TASK OBJECTIVE — Display every line of the records that contains the string "walking". Case counts.

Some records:
*-*-*
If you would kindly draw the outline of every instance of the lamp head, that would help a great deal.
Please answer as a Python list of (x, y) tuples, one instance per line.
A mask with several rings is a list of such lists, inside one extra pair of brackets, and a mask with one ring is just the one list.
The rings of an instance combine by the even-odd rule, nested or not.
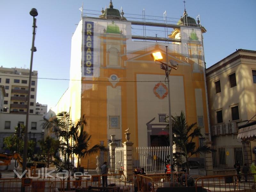
[(32, 8), (29, 12), (29, 14), (33, 17), (36, 17), (38, 15), (37, 10), (35, 8)]
[(152, 53), (151, 54), (151, 56), (152, 58), (154, 59), (154, 61), (159, 61), (163, 60), (163, 56), (161, 54), (161, 52), (158, 51), (156, 52)]

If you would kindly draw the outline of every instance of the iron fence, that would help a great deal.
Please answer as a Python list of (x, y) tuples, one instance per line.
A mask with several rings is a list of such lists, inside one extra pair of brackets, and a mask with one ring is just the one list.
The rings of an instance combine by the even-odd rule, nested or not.
[(238, 161), (241, 166), (244, 163), (241, 145), (213, 146), (212, 164), (215, 170), (234, 169)]
[(123, 170), (124, 165), (124, 148), (117, 147), (115, 150), (115, 169), (121, 170)]
[(164, 172), (170, 159), (169, 147), (138, 147), (136, 151), (138, 159), (134, 168), (144, 167), (148, 173)]

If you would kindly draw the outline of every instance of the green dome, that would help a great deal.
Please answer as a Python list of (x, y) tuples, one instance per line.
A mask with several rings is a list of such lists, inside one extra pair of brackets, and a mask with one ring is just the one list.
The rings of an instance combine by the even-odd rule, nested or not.
[(197, 41), (197, 36), (196, 36), (196, 34), (194, 31), (194, 29), (192, 29), (192, 31), (190, 33), (190, 39), (191, 40), (195, 40)]
[(114, 21), (112, 21), (111, 24), (108, 25), (107, 28), (106, 33), (116, 33), (116, 34), (121, 34), (119, 27), (115, 24)]
[[(177, 23), (177, 25), (187, 25), (187, 23), (188, 23), (188, 26), (191, 26), (192, 27), (197, 27), (197, 25), (196, 24), (196, 20), (188, 16), (188, 14), (187, 14), (187, 17), (185, 15), (187, 13), (186, 10), (184, 12), (183, 14), (183, 17), (181, 17), (180, 19), (179, 20), (178, 22)], [(188, 19), (188, 21), (187, 22), (187, 19)]]
[[(120, 12), (118, 9), (114, 9), (113, 7), (113, 4), (112, 3), (112, 1), (110, 0), (110, 3), (109, 4), (109, 8), (108, 8), (105, 10), (102, 10), (101, 11), (101, 13), (102, 14), (100, 15), (99, 17), (100, 18), (105, 18), (106, 17), (106, 14), (107, 14), (107, 18), (109, 19), (116, 19), (119, 20), (126, 20), (124, 17), (123, 16), (123, 18), (122, 18), (121, 15), (120, 14)], [(106, 13), (107, 12), (107, 13)], [(124, 12), (122, 12), (122, 15), (124, 15)]]

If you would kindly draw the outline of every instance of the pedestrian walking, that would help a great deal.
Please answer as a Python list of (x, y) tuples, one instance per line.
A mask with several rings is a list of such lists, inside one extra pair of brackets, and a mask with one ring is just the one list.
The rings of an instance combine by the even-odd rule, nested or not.
[(104, 162), (103, 165), (101, 166), (101, 175), (102, 175), (102, 186), (104, 187), (105, 185), (108, 187), (108, 167), (107, 164), (107, 162)]

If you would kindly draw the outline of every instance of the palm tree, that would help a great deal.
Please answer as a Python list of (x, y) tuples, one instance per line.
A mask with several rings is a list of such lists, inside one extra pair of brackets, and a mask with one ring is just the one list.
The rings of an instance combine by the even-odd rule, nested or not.
[[(183, 111), (180, 116), (172, 116), (172, 140), (179, 150), (176, 152), (177, 155), (182, 155), (186, 158), (187, 173), (189, 171), (188, 158), (191, 156), (210, 153), (213, 150), (206, 145), (196, 147), (196, 143), (193, 141), (196, 137), (201, 137), (200, 128), (196, 127), (196, 123), (188, 125)], [(169, 125), (167, 128), (169, 129)]]
[(77, 170), (79, 167), (79, 160), (82, 157), (90, 156), (97, 153), (100, 151), (105, 151), (106, 148), (103, 145), (97, 144), (90, 149), (89, 141), (92, 137), (84, 130), (84, 126), (86, 126), (87, 122), (84, 118), (83, 118), (77, 123), (75, 127), (72, 130), (72, 136), (74, 140), (74, 145), (72, 148), (73, 153), (77, 157)]
[(69, 161), (69, 157), (72, 152), (71, 146), (69, 142), (72, 135), (71, 128), (74, 123), (70, 118), (69, 114), (63, 111), (58, 114), (56, 117), (49, 120), (44, 118), (45, 127), (54, 132), (60, 140), (59, 150), (64, 157), (63, 164), (65, 169), (70, 171), (72, 168)]

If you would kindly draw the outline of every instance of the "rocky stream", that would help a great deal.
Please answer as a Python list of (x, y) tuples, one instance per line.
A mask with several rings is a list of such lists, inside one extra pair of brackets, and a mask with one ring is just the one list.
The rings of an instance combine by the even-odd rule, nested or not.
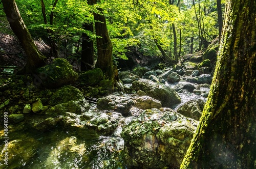
[(210, 55), (119, 72), (124, 91), (112, 94), (101, 70), (78, 75), (67, 62), (1, 79), (1, 168), (179, 168), (209, 93)]

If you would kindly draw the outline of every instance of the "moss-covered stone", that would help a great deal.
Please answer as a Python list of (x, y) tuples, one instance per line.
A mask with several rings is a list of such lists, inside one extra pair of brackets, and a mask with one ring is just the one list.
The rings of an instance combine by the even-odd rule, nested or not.
[(34, 112), (38, 112), (42, 110), (42, 103), (40, 99), (37, 99), (36, 101), (32, 104), (32, 110)]
[(60, 58), (54, 59), (51, 64), (37, 69), (36, 72), (35, 84), (49, 88), (73, 83), (78, 76), (69, 62)]
[(82, 73), (79, 75), (79, 82), (89, 86), (98, 84), (100, 81), (104, 78), (104, 74), (100, 68), (94, 69)]
[(146, 110), (123, 128), (124, 163), (129, 168), (179, 168), (197, 126), (173, 110)]
[(213, 49), (208, 49), (203, 54), (203, 60), (208, 59), (211, 61), (216, 61), (217, 59), (217, 51)]
[(142, 77), (144, 74), (148, 71), (148, 69), (145, 67), (137, 67), (133, 70), (133, 73)]
[(67, 85), (57, 89), (50, 98), (48, 103), (51, 105), (55, 105), (69, 101), (79, 102), (83, 101), (84, 100), (84, 97), (79, 89)]
[(209, 68), (211, 68), (211, 64), (209, 60), (206, 59), (202, 62), (201, 64), (198, 66), (198, 69), (199, 69), (200, 68), (204, 67), (208, 67)]
[(23, 113), (27, 114), (30, 113), (31, 111), (31, 107), (30, 104), (26, 104), (23, 109)]
[(132, 84), (133, 90), (142, 91), (147, 96), (159, 100), (163, 107), (172, 107), (181, 101), (180, 96), (170, 87), (144, 79), (134, 81)]

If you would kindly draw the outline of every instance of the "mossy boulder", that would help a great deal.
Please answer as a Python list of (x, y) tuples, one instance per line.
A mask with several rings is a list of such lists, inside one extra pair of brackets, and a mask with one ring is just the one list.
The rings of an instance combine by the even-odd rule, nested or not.
[(201, 68), (208, 67), (209, 68), (211, 68), (211, 64), (210, 61), (208, 59), (204, 60), (201, 63), (201, 64), (198, 66), (198, 69), (199, 69)]
[(163, 107), (172, 107), (181, 103), (180, 96), (170, 87), (144, 79), (134, 81), (132, 85), (134, 90), (142, 91), (147, 96), (161, 101)]
[(197, 124), (171, 109), (145, 110), (123, 128), (124, 164), (128, 168), (179, 168)]
[(57, 58), (52, 64), (37, 69), (34, 76), (35, 84), (54, 88), (74, 83), (78, 75), (68, 61)]
[(140, 77), (142, 77), (144, 74), (148, 71), (148, 69), (145, 67), (137, 67), (133, 70), (133, 73), (138, 76)]
[(216, 61), (217, 59), (217, 51), (213, 49), (208, 49), (203, 54), (203, 60), (208, 59), (211, 61)]
[(18, 123), (24, 120), (24, 116), (23, 114), (11, 114), (9, 116), (9, 119), (14, 123)]
[(34, 112), (38, 112), (42, 110), (42, 103), (40, 99), (37, 99), (36, 101), (32, 104), (32, 110)]
[(88, 86), (98, 84), (100, 80), (104, 78), (104, 74), (100, 68), (89, 70), (79, 75), (79, 82)]
[(131, 99), (110, 95), (99, 98), (97, 102), (97, 108), (101, 110), (115, 110), (126, 116), (133, 105), (134, 101)]
[(204, 102), (203, 100), (190, 100), (179, 107), (177, 111), (185, 117), (199, 121), (204, 106)]
[(84, 101), (84, 97), (79, 89), (70, 85), (58, 89), (49, 99), (48, 103), (53, 106), (70, 101), (79, 103)]
[(170, 83), (179, 82), (180, 80), (180, 75), (176, 72), (170, 74), (167, 77), (167, 80)]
*-*-*
EXERCISE OUTPUT —
If you would kindly draw the outline of every instance of the pedestrian walking, that would help a great deal.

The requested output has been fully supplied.